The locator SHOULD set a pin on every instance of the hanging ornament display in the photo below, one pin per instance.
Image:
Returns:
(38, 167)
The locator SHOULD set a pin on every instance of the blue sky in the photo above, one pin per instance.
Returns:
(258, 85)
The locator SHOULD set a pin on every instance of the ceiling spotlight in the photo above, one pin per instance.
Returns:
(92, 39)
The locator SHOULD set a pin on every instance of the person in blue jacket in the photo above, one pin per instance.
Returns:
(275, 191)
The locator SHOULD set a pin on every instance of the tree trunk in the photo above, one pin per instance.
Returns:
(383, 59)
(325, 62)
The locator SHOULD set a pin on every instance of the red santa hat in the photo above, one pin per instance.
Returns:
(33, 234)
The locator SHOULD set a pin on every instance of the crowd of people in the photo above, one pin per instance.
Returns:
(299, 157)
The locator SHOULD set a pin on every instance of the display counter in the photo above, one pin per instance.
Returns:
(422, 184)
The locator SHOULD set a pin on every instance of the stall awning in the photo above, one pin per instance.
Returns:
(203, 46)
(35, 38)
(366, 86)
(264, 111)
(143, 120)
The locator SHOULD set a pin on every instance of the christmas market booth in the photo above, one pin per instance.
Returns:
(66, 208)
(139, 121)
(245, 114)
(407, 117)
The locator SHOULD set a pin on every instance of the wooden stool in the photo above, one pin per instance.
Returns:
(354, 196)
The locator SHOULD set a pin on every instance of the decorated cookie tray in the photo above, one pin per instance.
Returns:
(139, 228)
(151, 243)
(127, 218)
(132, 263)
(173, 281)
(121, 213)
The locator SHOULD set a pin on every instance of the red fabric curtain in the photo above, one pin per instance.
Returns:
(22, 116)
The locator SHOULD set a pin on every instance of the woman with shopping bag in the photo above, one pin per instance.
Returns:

==========

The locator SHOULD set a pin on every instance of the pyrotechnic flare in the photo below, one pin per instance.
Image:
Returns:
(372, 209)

==========

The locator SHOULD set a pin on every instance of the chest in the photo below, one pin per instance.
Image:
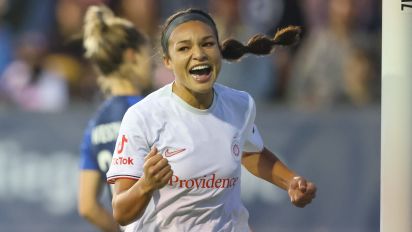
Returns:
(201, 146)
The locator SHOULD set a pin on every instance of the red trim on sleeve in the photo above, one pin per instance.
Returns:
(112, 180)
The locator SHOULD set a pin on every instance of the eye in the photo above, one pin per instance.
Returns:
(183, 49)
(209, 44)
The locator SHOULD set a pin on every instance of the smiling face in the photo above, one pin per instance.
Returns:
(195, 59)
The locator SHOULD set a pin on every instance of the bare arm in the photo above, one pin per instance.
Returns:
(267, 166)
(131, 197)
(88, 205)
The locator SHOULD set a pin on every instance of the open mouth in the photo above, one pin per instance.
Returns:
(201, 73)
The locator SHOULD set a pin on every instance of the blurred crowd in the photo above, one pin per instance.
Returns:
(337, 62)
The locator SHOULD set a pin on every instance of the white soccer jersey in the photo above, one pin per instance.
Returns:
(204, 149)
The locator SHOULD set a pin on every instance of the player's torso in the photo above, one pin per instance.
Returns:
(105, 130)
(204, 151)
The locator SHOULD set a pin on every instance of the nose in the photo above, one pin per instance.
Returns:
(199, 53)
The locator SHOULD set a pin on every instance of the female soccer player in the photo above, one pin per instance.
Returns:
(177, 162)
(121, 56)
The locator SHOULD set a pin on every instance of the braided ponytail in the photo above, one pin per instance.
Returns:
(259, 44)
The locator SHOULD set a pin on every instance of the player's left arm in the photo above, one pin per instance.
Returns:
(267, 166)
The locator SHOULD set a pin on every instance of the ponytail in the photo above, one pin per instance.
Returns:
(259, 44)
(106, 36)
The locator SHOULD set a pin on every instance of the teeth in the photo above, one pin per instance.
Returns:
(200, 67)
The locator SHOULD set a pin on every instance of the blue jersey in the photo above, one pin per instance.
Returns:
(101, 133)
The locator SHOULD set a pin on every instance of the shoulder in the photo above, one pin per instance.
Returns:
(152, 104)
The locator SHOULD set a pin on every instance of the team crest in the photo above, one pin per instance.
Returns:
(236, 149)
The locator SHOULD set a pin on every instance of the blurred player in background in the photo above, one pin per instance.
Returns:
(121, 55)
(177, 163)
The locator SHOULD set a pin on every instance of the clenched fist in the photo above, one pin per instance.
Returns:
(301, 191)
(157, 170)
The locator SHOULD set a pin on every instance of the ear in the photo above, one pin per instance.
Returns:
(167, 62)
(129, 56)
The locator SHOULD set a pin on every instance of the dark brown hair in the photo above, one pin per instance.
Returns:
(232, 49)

==========

## What is expected
Search the entries above for lines containing the word "blurred", and copy each one.

## Answer box
The locator SHOULD set a pin on every instance of the blurred crowd in the photo above, one pin per instance.
The locator SHOULD set a pin on every instance of the blurred player in background in the photo above, one pin per instance.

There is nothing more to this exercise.